#### Passage provided ####

# Meow from China!



## Pinkerbelle (Jan 21, 2008)

Hi all,

I've actually been on the site for a little while, but I've been getting really into it lately so I decided I'd better introduce myself a little better! 

I was born and raised in Los Angeles and have always had cats in my life. I studied International Business in college and decided to move here to China after graduation to get some IB experience (I've been here roundabout 7 months now). So I said "goodbye" to my 3 kitties at home, Princess Grace Kelly (Gracie), Cody and Runaway (I miss them); they live with my mom aka Grandma to the kitties -- she hates when I say that, haha, and here I am!

I live and teach English about an hour away from Shanghai and my town is fairly small and not at all educated on the proper way to treat pets! I got Sebastian when he was just a few weeks old (he's a few months now) and most of my posts have involved finding alternate solutions for cat-things I can't find here or suggestions on how to best raise a kitty in this environment  I never expected to get a cat here, but I'm just in love with him and now I want to take him home with me, whenever that may be!

#### Supplied entries ####

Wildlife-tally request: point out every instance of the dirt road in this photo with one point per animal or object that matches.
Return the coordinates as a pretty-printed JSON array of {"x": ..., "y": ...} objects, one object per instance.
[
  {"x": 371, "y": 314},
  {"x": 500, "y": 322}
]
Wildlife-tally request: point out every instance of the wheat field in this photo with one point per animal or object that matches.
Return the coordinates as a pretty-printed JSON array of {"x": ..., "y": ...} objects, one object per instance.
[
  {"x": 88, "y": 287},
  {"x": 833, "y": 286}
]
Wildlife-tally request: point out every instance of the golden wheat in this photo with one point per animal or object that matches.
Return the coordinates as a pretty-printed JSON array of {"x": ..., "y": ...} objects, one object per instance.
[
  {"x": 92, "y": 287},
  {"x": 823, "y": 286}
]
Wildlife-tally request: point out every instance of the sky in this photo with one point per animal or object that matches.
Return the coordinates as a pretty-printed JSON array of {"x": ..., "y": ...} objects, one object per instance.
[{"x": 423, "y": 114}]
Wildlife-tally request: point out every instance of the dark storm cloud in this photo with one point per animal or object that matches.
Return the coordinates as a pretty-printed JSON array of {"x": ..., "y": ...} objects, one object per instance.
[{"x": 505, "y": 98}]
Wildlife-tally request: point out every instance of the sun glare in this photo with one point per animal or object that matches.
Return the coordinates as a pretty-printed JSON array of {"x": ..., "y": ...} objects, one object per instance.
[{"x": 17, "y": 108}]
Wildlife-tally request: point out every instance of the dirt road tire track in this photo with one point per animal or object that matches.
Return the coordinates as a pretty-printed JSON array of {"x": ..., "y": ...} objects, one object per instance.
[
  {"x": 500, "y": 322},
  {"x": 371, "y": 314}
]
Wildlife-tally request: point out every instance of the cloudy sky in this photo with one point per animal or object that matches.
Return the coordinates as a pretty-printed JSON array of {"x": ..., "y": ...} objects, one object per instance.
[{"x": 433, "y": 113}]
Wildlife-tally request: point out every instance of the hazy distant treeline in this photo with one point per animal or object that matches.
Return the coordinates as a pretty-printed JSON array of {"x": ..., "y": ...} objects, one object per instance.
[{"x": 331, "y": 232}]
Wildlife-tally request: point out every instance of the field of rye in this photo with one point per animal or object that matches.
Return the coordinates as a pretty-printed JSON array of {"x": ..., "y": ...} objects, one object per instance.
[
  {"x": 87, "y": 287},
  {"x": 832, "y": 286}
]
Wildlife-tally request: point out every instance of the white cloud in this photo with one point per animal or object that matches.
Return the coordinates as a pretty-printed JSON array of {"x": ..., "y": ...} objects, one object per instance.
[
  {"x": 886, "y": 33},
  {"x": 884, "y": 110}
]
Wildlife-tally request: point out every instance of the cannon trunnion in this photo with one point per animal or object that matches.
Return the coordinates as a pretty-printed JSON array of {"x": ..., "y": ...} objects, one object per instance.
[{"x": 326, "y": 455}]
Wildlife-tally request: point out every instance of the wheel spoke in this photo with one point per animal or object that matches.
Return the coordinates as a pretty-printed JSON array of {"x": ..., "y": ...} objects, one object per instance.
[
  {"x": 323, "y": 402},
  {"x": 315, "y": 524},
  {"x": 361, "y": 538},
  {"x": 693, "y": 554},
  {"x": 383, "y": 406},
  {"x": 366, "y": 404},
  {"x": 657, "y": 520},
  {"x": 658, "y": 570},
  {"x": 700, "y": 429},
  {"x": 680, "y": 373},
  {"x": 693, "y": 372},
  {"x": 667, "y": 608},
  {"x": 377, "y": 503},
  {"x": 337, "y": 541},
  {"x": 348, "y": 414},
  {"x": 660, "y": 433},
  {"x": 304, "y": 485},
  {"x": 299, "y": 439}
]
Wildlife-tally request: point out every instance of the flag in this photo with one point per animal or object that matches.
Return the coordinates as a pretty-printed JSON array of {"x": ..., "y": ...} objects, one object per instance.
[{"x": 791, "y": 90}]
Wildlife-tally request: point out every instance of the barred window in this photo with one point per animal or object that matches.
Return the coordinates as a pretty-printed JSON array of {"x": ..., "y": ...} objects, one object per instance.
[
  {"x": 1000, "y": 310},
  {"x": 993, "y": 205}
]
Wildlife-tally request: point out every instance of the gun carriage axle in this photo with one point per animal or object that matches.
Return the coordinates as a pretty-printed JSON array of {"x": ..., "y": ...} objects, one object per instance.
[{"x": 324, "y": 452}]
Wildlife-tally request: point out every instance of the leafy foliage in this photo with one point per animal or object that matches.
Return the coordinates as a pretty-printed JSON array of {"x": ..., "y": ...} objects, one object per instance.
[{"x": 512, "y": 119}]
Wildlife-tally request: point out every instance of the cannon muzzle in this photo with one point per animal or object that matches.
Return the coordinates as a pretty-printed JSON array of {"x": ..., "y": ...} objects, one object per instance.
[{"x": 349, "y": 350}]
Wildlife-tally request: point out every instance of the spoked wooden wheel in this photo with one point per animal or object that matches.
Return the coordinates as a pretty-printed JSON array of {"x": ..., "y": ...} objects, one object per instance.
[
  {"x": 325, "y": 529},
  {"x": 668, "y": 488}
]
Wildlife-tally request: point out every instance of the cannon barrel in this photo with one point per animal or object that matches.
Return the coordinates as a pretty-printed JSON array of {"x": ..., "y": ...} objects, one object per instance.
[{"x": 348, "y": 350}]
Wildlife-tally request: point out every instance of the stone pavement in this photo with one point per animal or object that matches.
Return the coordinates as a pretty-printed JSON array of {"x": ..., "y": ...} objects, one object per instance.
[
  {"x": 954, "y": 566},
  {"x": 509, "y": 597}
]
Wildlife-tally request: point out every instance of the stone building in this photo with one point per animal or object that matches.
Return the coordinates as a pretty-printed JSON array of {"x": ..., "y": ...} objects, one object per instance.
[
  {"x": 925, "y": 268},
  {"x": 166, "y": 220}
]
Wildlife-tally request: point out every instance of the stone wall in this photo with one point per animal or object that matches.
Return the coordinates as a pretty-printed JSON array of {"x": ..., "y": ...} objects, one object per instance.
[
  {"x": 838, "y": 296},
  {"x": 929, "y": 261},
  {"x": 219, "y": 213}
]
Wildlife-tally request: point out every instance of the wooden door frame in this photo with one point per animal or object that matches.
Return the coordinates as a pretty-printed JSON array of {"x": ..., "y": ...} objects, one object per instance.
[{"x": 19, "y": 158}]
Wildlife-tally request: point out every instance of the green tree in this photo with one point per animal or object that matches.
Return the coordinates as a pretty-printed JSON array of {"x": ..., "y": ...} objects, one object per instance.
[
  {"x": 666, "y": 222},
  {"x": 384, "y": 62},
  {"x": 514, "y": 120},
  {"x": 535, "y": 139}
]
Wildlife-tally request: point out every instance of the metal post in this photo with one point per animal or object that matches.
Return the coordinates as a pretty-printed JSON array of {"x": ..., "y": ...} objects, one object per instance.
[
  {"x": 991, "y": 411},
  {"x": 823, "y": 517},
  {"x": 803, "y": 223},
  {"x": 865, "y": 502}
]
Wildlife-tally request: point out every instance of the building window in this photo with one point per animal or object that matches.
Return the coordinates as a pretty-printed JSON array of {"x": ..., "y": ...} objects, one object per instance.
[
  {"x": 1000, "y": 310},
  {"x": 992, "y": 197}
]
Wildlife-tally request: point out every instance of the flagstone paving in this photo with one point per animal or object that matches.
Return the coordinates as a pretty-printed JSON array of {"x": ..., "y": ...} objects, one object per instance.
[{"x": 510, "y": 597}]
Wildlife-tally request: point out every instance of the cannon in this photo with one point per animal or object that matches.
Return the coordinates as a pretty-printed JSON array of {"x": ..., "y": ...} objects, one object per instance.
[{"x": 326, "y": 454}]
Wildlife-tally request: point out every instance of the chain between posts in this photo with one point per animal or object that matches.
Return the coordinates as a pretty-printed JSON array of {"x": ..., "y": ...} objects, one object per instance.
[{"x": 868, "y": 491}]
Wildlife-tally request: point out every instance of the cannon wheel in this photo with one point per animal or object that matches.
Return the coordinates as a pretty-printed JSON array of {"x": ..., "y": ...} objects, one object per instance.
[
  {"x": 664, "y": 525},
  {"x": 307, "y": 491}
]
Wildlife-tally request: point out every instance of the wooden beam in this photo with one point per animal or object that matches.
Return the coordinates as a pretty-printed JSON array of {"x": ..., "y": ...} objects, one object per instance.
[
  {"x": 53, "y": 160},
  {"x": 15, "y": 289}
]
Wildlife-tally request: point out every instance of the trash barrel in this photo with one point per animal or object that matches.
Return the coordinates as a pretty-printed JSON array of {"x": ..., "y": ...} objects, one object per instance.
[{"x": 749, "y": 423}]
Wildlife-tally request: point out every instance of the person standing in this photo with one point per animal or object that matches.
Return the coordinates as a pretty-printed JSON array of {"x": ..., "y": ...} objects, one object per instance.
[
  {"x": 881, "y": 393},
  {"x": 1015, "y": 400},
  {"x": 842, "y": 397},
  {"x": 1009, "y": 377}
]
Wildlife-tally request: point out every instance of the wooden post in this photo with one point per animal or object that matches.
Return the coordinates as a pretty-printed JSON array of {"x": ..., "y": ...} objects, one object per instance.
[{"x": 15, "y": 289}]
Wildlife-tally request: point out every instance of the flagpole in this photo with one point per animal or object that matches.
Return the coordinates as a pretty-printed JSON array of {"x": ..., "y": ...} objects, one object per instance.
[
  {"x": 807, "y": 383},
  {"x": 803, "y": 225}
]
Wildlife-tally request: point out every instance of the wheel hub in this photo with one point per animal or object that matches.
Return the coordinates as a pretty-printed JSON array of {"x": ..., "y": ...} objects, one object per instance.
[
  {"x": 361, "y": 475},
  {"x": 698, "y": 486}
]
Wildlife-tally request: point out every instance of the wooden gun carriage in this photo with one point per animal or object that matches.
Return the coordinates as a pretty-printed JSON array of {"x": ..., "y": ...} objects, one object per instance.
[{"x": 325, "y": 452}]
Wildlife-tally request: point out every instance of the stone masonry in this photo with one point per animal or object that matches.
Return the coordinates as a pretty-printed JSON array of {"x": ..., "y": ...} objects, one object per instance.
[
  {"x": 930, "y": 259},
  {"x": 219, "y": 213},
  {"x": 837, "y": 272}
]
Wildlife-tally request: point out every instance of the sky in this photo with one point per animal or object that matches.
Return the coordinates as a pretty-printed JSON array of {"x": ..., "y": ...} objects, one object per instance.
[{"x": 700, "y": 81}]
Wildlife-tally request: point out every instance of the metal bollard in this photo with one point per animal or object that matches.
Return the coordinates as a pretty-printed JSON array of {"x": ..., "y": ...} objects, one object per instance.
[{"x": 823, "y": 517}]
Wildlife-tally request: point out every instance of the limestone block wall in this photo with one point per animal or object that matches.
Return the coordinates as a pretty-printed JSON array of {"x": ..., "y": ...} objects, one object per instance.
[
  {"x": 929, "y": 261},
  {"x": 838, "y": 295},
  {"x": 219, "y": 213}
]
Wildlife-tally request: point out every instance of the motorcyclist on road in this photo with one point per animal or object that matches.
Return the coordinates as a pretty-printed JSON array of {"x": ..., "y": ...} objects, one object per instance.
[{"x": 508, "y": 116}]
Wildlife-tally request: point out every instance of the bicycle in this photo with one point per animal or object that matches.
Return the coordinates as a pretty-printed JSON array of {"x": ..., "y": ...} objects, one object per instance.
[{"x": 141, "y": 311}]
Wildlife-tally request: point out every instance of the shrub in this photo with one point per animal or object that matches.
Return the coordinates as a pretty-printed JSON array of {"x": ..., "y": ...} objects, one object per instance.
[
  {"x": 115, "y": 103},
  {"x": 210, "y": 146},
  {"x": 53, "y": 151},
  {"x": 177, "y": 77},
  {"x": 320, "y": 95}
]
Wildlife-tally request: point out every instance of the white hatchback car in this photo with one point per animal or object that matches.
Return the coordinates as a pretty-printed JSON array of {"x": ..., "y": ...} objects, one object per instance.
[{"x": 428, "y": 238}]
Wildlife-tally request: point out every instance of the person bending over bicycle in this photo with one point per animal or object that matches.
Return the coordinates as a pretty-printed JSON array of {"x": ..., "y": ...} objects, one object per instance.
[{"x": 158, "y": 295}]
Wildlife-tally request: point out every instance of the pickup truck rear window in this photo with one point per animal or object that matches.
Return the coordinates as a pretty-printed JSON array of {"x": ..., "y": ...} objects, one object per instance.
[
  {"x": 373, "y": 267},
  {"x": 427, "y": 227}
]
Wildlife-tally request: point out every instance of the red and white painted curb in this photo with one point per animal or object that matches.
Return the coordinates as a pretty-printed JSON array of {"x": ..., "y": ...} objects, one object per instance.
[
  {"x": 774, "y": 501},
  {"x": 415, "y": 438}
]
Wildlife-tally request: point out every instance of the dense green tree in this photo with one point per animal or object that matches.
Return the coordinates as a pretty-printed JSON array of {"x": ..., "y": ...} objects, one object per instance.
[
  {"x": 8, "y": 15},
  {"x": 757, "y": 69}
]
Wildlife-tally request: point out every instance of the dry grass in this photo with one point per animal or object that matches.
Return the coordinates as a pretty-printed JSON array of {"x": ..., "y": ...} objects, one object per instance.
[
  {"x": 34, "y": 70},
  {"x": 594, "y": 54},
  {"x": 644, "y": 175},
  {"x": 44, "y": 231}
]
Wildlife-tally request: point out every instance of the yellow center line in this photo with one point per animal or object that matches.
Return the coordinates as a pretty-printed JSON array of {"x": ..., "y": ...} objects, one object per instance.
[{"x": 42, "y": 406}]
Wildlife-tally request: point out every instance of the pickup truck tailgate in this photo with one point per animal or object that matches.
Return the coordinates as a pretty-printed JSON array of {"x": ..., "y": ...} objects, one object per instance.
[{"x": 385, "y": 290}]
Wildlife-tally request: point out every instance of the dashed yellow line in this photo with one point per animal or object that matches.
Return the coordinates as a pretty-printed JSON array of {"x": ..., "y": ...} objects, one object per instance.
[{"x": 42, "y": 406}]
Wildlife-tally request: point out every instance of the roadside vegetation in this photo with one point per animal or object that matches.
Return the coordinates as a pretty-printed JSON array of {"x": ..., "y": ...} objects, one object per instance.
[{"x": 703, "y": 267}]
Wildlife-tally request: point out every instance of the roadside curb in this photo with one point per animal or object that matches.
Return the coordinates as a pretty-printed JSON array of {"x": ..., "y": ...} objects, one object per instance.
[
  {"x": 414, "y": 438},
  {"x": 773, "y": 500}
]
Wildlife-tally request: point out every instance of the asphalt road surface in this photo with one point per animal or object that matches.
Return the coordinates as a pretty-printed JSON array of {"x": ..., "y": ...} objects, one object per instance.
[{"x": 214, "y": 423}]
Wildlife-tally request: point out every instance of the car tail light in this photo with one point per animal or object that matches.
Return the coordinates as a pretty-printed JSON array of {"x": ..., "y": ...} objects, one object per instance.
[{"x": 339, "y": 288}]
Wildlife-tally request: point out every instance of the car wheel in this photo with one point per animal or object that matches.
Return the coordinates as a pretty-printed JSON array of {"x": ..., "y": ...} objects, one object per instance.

####

» Written problem A
According to the forum introduction from China, how long has the poster been living in China?
» Written problem B
Name every cat mentioned in the forum introduction from China.

» Correct output A
About 7 months.

» Correct output B
Princess Grace Kelly (Gracie), Cody, Runaway, and Sebastian.